### Stored records
- - - - -

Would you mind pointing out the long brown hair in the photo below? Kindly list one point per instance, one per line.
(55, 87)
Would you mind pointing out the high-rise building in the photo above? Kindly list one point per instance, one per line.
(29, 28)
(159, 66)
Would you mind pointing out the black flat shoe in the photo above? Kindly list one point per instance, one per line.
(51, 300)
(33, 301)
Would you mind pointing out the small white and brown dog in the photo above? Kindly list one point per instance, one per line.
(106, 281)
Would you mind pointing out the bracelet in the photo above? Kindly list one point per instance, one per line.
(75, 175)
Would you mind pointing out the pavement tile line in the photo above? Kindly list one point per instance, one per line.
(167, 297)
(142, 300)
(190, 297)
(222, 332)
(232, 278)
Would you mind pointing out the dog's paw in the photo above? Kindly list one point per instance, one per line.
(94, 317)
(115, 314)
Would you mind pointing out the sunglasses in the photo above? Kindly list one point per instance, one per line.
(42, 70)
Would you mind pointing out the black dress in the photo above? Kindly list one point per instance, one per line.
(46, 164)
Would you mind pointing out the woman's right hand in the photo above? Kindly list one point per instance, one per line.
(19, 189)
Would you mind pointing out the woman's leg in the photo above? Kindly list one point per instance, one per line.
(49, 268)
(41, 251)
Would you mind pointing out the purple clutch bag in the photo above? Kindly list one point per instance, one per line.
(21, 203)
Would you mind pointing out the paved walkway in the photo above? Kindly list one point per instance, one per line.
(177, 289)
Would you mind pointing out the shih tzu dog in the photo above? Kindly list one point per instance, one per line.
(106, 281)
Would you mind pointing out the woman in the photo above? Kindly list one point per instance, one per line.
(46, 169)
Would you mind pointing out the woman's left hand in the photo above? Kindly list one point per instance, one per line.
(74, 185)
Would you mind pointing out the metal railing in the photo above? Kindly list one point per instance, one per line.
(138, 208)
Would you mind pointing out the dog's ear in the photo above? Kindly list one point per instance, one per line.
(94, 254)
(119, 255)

- - - - -

### Description of the task
Output every line of the items above as a JSON list of strings, with one string per line and blank lines skipped.

### Answer to the exercise
[
  "Would you mind pointing out the long brown hair in the photo below? Kindly list one point per instance, one per line.",
  "(55, 87)",
  "Would you mind pointing out the high-rise building in the photo above? Kindly list one point per instance, one per line.",
  "(29, 28)",
  "(159, 66)",
  "Would you mind pointing out the black flat shoe in the photo above? Kindly list one point per instance, one per line.",
  "(51, 300)",
  "(33, 301)",
  "Would you mind pointing out the small white and brown dog in the photo above? Kindly list one point per instance, one per line.",
  "(106, 281)",
  "Would you mind pointing out the bracelet in the photo above? Kindly list one point per instance, one per line.",
  "(75, 175)",
  "Would you mind pointing out the pavement tile line in the photo above? Kindly list one point per instance, one per line.",
  "(167, 297)",
  "(142, 300)",
  "(190, 297)",
  "(222, 332)",
  "(232, 278)",
  "Would you mind pointing out the dog's paw in the photo above? Kindly list one point per instance, one per line.",
  "(94, 317)",
  "(115, 314)",
  "Would you mind pointing out the sunglasses in the photo above? Kindly list one point per instance, one per line.",
  "(42, 70)",
  "Would you mind pointing out the black dress in the photo above? Kindly list one point per instance, one per line.",
  "(46, 164)",
  "Would you mind pointing out the woman's right hand in the photo above? Kindly list one point per instance, one per line.",
  "(19, 189)",
  "Would you mind pointing out the woman's leg in the photo above? Kindly list one point per instance, one per line.",
  "(49, 268)",
  "(41, 251)",
  "Would you mind pointing out the purple clutch bag in the photo above? Kindly list one point per instance, one per line.",
  "(21, 203)",
  "Would you mind pointing out the paved walkway in the photo above? Kindly list one point per instance, one per line.",
  "(177, 289)",
  "Would you mind pointing out the shih tzu dog in the photo above? Kindly list one point per instance, one per line.",
  "(106, 281)",
  "Would you mind pointing out the woman in the photo above? Kindly list one point per instance, one per line.",
  "(46, 169)",
  "Would you mind pointing out the woman's left hand in the photo above? Kindly list one point per instance, one per line.",
  "(74, 185)",
  "Would you mind pointing out the metal railing in the photo above? Kindly list one point per instance, one per line.",
  "(138, 208)",
  "Would you mind pointing out the dog's ear in the photo above? Kindly list one point per instance, one per line.",
  "(94, 254)",
  "(119, 255)"
]